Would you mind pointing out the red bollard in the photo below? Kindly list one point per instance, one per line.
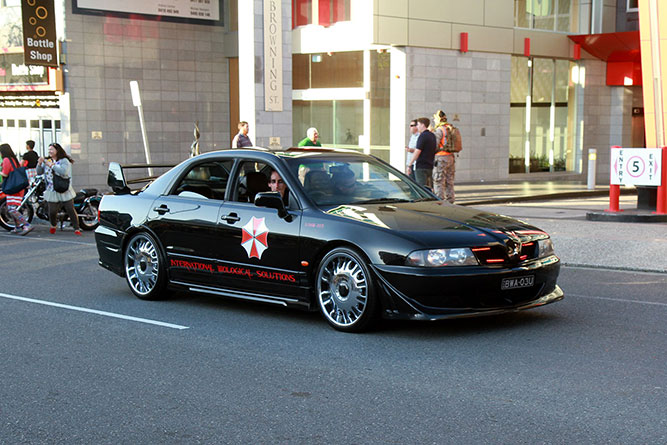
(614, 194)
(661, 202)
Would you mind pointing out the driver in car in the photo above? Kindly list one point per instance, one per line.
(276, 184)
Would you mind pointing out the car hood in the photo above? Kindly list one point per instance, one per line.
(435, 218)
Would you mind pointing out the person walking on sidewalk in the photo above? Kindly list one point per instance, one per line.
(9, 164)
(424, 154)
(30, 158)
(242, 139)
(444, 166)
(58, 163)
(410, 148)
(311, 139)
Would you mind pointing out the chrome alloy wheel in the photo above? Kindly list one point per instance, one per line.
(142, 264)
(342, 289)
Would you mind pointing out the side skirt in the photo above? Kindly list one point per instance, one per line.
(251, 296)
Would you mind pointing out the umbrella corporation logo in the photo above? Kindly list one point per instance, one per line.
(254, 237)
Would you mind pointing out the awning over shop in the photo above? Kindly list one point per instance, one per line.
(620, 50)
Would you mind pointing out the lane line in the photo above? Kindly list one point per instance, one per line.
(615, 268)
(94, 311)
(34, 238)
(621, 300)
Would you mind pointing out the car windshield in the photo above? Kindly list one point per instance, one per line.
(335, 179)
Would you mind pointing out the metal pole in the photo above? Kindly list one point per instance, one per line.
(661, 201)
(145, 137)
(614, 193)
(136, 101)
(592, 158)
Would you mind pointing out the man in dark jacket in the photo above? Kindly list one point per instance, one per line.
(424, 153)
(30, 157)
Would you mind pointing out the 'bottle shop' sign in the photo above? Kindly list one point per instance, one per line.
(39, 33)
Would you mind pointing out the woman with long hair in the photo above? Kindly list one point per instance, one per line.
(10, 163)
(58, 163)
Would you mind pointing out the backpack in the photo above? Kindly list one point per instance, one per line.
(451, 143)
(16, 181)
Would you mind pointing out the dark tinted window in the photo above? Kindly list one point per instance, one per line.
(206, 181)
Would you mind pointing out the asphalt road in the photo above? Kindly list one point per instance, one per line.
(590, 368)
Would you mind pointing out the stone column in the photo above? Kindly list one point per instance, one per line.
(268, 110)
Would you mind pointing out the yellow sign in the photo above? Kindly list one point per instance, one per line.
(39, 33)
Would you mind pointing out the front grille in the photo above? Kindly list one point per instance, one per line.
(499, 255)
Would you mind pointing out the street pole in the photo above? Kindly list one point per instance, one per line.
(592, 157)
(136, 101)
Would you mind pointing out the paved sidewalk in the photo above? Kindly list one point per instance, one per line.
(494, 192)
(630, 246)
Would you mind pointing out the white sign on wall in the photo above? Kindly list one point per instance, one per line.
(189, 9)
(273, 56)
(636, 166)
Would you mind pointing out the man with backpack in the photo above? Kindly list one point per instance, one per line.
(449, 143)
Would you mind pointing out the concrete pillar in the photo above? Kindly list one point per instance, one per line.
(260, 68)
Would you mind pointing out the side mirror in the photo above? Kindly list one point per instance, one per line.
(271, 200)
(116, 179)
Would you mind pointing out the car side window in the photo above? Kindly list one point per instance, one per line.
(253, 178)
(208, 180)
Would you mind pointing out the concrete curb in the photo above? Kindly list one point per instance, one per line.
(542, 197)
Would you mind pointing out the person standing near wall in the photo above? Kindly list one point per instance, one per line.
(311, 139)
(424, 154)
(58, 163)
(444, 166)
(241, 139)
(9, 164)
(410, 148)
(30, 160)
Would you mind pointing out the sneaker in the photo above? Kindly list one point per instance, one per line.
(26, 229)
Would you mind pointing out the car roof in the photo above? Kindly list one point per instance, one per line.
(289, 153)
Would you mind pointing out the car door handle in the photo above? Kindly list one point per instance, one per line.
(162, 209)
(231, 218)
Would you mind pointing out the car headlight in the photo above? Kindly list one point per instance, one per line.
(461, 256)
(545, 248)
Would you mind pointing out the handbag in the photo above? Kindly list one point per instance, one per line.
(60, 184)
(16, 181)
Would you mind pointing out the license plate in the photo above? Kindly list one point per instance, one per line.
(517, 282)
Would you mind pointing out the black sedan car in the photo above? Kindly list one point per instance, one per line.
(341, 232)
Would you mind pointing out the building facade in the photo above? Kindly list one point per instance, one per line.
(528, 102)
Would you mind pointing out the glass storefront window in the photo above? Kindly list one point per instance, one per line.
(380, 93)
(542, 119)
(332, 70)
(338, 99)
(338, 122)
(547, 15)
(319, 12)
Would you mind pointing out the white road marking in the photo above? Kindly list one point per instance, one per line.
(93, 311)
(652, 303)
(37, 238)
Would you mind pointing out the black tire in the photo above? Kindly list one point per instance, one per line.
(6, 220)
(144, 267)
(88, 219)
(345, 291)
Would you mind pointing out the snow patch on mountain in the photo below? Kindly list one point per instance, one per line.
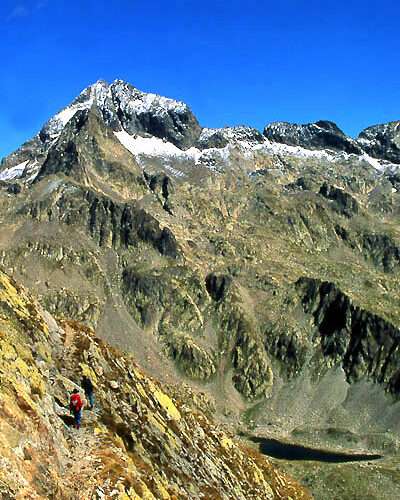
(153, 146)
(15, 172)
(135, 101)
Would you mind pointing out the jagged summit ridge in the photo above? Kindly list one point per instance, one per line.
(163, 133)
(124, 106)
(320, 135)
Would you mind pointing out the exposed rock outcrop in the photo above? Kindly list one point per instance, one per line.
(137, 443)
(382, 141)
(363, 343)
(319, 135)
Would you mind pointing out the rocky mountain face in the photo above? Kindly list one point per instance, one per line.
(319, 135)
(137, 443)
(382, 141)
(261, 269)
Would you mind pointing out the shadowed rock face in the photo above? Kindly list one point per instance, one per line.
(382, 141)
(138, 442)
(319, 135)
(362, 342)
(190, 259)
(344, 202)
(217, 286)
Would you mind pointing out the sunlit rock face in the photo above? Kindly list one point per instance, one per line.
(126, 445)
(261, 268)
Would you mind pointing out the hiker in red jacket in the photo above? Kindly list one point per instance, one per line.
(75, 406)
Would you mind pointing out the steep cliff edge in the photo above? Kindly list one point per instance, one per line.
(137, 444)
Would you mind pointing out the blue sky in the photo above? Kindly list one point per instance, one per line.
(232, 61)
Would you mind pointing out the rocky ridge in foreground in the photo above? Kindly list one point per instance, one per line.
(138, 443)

┄┄┄┄┄┄

### GIVEN PROBLEM:
Repeat the material exactly as it reads, without any of its pictures.

### EXERCISE SOLUTION:
Would you mind pointing out the red bollard in the photo below? Kindly list one point per instance, one per line.
(614, 194)
(661, 202)
Would you mind pointing out the driver in car in the photo above? Kindly list one point per instance, one per line.
(276, 184)
Would you mind pointing out the car hood in the photo above? Kindly list one point per instance, one per line.
(435, 218)
Would you mind pointing out the person walking on sidewalk in the photo above? Kindly list one point per instance, one per line.
(9, 164)
(424, 154)
(30, 158)
(242, 139)
(444, 166)
(58, 163)
(410, 148)
(311, 139)
Would you mind pointing out the chrome alloy wheel in the photo above? Kindly list one point per instance, one per line.
(142, 264)
(342, 289)
Would you mind pointing out the side skirt in the photo above? Kindly list one point per instance, one per line.
(251, 296)
Would you mind pointing out the umbrella corporation logo in the photo above? Kindly list one point per instance, one per line.
(254, 237)
Would you mind pointing out the awning over shop in the photo above? Kindly list one point per instance, one per line.
(620, 50)
Would you mind pointing out the lane line in the photo above? Kindly list one point per instance, one per line.
(615, 268)
(94, 311)
(34, 238)
(621, 300)
Would you mind pointing out the car windshield in the photo above? Kindly list one point per instance, one per line.
(335, 179)
Would you mind pointing out the metal pole in the photo above? Kindly list one point per instance, one per line.
(661, 201)
(145, 137)
(614, 193)
(136, 101)
(592, 158)
Would you mind pointing out the man in dark jacket in the photo above? Kindly list one point per instance, one per line.
(424, 153)
(30, 157)
Would you mind pointing out the 'bottle shop' sign in the photo above? Kindly list one point per instance, one per line.
(39, 33)
Would you mind pointing out the woman with long hair in the photo above? Kindly list one point per instance, one per line.
(10, 163)
(58, 163)
Would you mind pointing out the backpack in the photo above? Kindly list one point per instance, one per line.
(451, 143)
(16, 181)
Would you mind pointing out the dark tinted window in the photo above? Kindly list one point per instance, one per line.
(206, 181)
Would you mind pointing out the asphalt road in the photo above? Kindly list one point per instance, one per line.
(590, 368)
Would you mind pointing out the stone column in the photo above? Kindly list one point per instance, one per line.
(268, 110)
Would you mind pointing out the yellow sign in the photo above? Kindly list one point per instance, one per line.
(39, 33)
Would you mind pointing out the front grille in the photo above? Kindly list one point per instance, one per line.
(499, 255)
Would you mind pointing out the street pole in the photo above? Kindly list one point per instance, one per line.
(592, 157)
(136, 101)
Would you mind pointing out the paved sidewalk in the photo above? Kindly list one point per instance, one per line.
(494, 192)
(630, 246)
Would you mind pointing out the white sign on wall in the photo above? Kindly list one point per instance, one per line.
(189, 9)
(273, 56)
(636, 166)
Would you mind pointing out the man with backpack in the photo above? Kindly list one point per instance, one per line.
(449, 143)
Would you mind pointing out the concrete pillar in the photo above? Kindly list one point per instance, one per line.
(260, 68)
Would you mind pointing out the side mirror in the photo above? Kindly list one point per instance, one per line.
(271, 200)
(116, 179)
Would you mind pointing out the car side window in the photo above? Kindly list one point per instance, one per line.
(253, 178)
(208, 180)
Would you mind pointing out the concrete curb in the photo above? Kindly list one point per instance, one per line.
(542, 197)
Would you mind pointing out the person standing near wall in the photo above? Kindly list one point per instance, one per line.
(311, 139)
(424, 154)
(58, 163)
(444, 166)
(241, 139)
(9, 164)
(410, 148)
(30, 160)
Would you mind pointing out the sneaker in the photo above? Kindly list one point per instance, one per line.
(26, 229)
Would you mind pointing out the car roof in the photo above? Kindly list one point per instance, one per line.
(289, 153)
Would you mind pointing out the car door handle in the photo above? Kindly list one point per instance, one per line.
(162, 209)
(231, 218)
Would you mind pointing out the car headlight in the photo above? Kindly list one point per instance, one per line.
(461, 256)
(545, 248)
Would you mind pointing out the handbag in the photo above? Kindly list one point per instance, one per line.
(60, 184)
(16, 181)
Would you mind pointing out the license plate in the photo above? Kindly list one point per instance, one per line.
(517, 282)
Would you mind pointing out the black sedan car in the photo above? Kindly list one point per instance, one per line.
(341, 232)
Would you mind pointing out the building facade in the photo above? Kindly list one point per instance, one per line.
(528, 102)
Would you mind pointing out the glass storefront window in the photo above? Kindly list one point per instance, one per line.
(380, 93)
(542, 119)
(332, 70)
(338, 99)
(338, 122)
(547, 15)
(319, 12)
Would you mind pointing out the white road marking in the photo above? Kindly list one point per instance, one per line.
(93, 311)
(652, 303)
(37, 238)
Would you mind pointing out the black tire in the photo above? Kindly list one point per instance, one per line.
(6, 220)
(144, 267)
(88, 219)
(345, 291)
Would you mind pointing out the snow patch on mountain in the photo below? Kindly list one point per instance, one per line.
(153, 146)
(15, 172)
(135, 101)
Would you mind pointing out the jagged summit ridge in the photo above? Kindly list one point per instance, one per line.
(163, 133)
(124, 106)
(320, 135)
Would you mind pointing out the exposed rock outcrop in the photo above? Kindly list one point per instance, one per line.
(137, 443)
(382, 141)
(363, 343)
(319, 135)
Would you mind pointing out the rocky mountain face in the photo above? Kindly list one point per instance, one per line.
(319, 135)
(137, 443)
(382, 141)
(261, 269)
Would you mind pointing out the shadowed rock face in the photo above? Kindly list one point per instance, one per line.
(382, 141)
(138, 442)
(319, 135)
(362, 342)
(190, 259)
(344, 202)
(217, 286)
Would you mind pointing out the sunlit rock face in the photo above? Kindly list one point per instance, one per line.
(126, 445)
(261, 268)
Would you mind pointing out the hiker in red jacket in the photo above? Kindly list one point per instance, one per line.
(75, 406)
Would you mind pointing out the steep cliff edge in the photo above? Kindly list one point per instance, one per line.
(137, 444)
Would you mind pointing out the blue sky in the photo above? Kindly list one point per instance, one per line.
(232, 61)
Would you mind pointing out the rocky ridge in foreground in the photo above? Kindly list one point per instance, one per line.
(138, 443)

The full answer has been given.